━━ EINTRÄGE IM DATENSATZ
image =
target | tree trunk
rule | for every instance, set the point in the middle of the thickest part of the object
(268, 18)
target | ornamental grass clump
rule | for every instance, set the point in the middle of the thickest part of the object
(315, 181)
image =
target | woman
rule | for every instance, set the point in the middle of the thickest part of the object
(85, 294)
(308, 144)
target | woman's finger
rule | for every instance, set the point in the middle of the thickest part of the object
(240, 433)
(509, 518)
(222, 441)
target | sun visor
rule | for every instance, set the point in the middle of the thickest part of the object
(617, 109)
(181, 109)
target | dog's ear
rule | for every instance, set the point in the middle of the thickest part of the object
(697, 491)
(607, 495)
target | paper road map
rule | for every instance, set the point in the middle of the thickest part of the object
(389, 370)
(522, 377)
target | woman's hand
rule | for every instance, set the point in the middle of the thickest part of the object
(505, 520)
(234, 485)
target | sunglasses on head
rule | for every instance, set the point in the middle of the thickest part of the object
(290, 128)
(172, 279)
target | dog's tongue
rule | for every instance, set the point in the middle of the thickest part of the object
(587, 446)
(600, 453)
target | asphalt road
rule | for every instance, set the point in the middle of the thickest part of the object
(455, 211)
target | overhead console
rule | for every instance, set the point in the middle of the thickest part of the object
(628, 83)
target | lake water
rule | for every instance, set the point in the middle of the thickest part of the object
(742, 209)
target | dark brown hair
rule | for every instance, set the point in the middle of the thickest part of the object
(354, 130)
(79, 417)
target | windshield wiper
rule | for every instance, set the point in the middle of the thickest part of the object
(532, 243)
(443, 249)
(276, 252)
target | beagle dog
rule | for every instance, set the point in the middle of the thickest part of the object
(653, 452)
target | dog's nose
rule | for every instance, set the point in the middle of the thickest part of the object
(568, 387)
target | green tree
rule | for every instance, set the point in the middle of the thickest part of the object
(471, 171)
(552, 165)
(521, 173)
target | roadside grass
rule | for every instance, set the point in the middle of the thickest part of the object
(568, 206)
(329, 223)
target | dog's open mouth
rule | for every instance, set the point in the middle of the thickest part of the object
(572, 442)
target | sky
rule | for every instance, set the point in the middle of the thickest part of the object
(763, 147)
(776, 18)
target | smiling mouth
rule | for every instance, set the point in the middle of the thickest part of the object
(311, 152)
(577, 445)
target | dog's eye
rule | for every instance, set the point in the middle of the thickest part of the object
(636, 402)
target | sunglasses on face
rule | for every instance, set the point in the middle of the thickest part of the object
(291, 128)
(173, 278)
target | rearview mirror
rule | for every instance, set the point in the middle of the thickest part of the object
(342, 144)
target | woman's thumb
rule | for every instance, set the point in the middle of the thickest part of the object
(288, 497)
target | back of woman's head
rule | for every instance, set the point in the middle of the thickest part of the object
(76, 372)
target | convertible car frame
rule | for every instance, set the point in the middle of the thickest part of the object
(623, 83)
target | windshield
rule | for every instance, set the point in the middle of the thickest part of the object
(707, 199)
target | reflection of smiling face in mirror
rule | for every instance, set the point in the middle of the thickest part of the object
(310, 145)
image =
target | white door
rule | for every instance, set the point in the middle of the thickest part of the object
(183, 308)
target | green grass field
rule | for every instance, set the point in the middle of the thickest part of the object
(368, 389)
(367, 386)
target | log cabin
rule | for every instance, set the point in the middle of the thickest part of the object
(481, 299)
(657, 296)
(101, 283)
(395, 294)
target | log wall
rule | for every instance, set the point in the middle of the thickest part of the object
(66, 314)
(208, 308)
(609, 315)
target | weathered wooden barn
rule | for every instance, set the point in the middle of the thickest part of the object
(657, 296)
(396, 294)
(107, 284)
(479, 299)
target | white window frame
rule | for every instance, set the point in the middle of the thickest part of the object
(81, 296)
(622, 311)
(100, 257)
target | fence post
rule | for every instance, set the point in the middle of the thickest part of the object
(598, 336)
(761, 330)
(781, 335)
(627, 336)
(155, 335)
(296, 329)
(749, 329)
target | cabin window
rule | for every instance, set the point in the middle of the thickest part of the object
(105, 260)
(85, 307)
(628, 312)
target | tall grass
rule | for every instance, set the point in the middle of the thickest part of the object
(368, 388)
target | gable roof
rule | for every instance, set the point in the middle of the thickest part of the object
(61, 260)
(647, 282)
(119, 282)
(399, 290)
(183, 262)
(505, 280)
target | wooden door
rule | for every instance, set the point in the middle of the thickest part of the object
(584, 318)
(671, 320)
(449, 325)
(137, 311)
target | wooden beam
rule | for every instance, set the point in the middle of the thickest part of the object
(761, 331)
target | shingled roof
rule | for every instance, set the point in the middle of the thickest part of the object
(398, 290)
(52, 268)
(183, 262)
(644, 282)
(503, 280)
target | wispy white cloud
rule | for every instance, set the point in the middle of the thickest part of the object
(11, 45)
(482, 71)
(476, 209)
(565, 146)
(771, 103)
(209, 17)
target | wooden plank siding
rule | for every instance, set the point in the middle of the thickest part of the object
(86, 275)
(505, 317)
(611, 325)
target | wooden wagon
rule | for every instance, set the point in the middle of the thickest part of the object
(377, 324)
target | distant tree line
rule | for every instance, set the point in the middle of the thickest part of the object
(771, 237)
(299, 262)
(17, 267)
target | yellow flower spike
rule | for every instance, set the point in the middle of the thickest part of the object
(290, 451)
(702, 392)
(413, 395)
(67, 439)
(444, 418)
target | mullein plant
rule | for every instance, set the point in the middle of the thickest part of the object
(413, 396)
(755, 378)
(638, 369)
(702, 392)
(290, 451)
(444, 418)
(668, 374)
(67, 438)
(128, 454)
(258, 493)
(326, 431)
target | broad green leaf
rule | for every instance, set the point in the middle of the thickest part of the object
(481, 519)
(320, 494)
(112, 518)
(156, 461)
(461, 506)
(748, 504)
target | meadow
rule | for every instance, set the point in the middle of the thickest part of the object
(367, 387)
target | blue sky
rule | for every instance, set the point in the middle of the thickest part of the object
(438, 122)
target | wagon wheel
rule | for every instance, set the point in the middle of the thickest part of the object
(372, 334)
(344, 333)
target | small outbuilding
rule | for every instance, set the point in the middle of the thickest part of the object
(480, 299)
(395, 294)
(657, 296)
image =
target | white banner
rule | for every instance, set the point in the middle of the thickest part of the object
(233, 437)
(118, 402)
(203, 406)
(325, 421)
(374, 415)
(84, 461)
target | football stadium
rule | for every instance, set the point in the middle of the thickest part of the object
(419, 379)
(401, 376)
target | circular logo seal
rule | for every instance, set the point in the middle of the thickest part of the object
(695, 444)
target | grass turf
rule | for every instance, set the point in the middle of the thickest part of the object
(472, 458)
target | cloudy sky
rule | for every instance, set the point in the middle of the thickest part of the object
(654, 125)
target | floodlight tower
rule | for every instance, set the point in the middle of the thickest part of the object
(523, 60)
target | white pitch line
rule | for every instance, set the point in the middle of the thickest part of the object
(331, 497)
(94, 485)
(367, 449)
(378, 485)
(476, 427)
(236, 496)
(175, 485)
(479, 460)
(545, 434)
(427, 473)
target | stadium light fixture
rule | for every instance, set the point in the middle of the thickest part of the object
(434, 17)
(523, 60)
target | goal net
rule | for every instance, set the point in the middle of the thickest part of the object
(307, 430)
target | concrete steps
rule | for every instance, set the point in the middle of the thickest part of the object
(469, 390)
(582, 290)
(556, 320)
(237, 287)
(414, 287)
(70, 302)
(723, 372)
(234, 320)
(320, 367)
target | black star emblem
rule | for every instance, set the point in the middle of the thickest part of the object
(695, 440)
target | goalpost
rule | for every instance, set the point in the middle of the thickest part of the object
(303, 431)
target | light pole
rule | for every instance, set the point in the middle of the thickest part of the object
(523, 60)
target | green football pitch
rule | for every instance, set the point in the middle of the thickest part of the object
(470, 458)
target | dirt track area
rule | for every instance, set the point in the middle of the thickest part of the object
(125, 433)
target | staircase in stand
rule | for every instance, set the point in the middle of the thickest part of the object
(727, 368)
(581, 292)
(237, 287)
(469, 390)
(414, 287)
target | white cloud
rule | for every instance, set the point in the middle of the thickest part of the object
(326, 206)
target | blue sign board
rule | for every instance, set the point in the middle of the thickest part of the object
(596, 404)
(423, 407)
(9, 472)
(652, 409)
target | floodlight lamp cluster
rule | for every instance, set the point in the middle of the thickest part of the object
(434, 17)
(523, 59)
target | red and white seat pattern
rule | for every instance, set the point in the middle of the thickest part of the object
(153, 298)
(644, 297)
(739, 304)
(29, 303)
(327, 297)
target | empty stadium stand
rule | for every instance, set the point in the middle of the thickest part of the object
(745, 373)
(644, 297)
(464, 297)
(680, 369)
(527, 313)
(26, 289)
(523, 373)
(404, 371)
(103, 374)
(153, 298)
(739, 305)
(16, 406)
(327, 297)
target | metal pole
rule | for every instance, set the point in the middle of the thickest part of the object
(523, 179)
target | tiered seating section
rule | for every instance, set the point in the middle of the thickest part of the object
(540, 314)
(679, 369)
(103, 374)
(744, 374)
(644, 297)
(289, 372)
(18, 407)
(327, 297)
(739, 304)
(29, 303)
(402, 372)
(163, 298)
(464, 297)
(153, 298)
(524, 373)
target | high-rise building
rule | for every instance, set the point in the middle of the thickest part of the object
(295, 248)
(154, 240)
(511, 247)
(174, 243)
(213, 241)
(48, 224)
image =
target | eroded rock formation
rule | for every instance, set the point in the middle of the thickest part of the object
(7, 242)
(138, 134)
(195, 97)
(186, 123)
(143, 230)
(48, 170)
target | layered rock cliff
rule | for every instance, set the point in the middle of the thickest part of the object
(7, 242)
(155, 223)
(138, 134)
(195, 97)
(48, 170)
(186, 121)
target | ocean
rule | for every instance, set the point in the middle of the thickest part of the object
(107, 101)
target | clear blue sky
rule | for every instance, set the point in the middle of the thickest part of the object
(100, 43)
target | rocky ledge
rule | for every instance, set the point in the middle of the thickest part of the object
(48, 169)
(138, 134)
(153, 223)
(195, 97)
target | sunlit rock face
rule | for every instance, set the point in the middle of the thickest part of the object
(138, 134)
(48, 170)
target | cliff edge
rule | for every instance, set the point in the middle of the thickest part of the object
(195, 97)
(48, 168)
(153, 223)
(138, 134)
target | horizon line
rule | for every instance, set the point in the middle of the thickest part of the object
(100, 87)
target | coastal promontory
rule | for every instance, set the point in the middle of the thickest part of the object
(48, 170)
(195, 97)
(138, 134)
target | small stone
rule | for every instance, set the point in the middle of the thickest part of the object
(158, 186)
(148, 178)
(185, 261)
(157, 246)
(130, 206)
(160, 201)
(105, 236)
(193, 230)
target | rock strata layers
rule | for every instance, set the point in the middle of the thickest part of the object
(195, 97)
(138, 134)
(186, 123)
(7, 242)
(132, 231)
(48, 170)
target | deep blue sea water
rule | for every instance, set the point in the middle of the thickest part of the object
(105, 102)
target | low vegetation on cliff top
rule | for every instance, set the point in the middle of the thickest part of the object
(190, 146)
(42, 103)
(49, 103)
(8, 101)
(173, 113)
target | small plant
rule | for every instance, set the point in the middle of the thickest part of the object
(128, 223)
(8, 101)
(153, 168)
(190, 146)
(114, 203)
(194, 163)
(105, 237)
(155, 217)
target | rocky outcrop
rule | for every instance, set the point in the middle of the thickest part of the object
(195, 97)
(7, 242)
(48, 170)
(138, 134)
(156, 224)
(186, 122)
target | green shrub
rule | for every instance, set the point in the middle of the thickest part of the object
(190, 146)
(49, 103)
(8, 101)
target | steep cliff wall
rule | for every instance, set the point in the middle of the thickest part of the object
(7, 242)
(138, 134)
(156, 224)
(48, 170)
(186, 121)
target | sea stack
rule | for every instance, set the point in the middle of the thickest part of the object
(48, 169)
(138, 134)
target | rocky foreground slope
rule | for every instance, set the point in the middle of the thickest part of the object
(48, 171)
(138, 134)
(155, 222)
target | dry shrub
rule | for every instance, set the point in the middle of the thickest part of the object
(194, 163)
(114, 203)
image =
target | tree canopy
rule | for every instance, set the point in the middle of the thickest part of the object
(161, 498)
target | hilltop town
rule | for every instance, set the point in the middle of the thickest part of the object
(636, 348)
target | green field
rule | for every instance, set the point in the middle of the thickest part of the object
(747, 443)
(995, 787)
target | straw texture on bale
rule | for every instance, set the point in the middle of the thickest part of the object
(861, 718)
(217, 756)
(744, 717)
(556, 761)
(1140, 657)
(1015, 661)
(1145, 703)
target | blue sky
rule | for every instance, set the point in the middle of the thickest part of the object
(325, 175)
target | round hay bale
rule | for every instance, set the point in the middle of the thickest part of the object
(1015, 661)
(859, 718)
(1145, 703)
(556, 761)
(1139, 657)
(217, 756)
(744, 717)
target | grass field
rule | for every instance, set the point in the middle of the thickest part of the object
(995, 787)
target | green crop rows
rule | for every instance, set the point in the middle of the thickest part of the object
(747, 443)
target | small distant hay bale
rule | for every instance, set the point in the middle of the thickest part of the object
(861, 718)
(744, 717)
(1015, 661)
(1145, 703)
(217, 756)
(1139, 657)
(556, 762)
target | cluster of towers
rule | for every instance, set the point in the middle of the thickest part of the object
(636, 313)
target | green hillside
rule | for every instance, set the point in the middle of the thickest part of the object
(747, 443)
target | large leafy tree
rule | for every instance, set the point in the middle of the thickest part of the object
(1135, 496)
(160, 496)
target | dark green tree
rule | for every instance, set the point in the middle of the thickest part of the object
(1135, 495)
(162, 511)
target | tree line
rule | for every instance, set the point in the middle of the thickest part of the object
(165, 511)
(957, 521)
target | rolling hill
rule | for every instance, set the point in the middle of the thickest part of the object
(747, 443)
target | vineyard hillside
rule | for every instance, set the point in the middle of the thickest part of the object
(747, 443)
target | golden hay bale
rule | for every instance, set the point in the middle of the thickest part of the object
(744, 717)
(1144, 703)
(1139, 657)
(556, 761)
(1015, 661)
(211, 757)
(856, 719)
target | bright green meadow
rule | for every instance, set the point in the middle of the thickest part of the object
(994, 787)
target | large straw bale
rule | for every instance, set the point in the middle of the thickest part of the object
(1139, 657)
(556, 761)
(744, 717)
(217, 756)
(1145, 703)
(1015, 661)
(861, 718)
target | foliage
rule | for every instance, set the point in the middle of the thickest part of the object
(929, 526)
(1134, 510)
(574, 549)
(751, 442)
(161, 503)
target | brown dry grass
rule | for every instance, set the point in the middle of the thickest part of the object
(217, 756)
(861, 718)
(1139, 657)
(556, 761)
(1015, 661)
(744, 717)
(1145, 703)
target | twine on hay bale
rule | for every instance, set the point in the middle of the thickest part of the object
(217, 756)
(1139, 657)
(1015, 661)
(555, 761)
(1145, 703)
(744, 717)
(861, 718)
━━━━
Kannst du die Zeilen, beginnend mit der Zeile, die „target | tree line“ enthält, und endend mit der letzten Zeile der Einträge, in eine JSON-Liste von Strings umwandeln, mit einem String pro Zeile? Beide Enden zählen dazu, Leerzeilen lässt du weg.

[
  "target | tree line",
  "rule | for every instance, set the point in the middle of the thickest part of the object",
  "(165, 511)",
  "(957, 521)",
  "target | rolling hill",
  "rule | for every instance, set the point in the middle of the thickest part of the object",
  "(747, 443)",
  "target | vineyard hillside",
  "rule | for every instance, set the point in the middle of the thickest part of the object",
  "(747, 443)",
  "target | golden hay bale",
  "rule | for every instance, set the point in the middle of the thickest part of the object",
  "(744, 717)",
  "(1144, 703)",
  "(1139, 657)",
  "(556, 761)",
  "(1015, 661)",
  "(211, 757)",
  "(856, 719)",
  "target | bright green meadow",
  "rule | for every instance, set the point in the middle of the thickest part of the object",
  "(994, 787)",
  "target | large straw bale",
  "rule | for every instance, set the point in the middle of the thickest part of the object",
  "(1139, 657)",
  "(556, 761)",
  "(744, 717)",
  "(217, 756)",
  "(1145, 703)",
  "(1015, 661)",
  "(861, 718)",
  "target | foliage",
  "rule | for every instance, set the point in the middle of the thickest part of the object",
  "(929, 526)",
  "(1134, 510)",
  "(574, 549)",
  "(751, 442)",
  "(161, 503)",
  "target | brown dry grass",
  "rule | for every instance, set the point in the middle of the thickest part of the object",
  "(217, 756)",
  "(861, 718)",
  "(1139, 657)",
  "(556, 761)",
  "(1015, 661)",
  "(744, 717)",
  "(1145, 703)",
  "target | twine on hay bale",
  "rule | for every instance, set the point in the middle of the thickest part of the object",
  "(217, 756)",
  "(1139, 657)",
  "(1015, 661)",
  "(555, 761)",
  "(1145, 703)",
  "(744, 717)",
  "(861, 718)"
]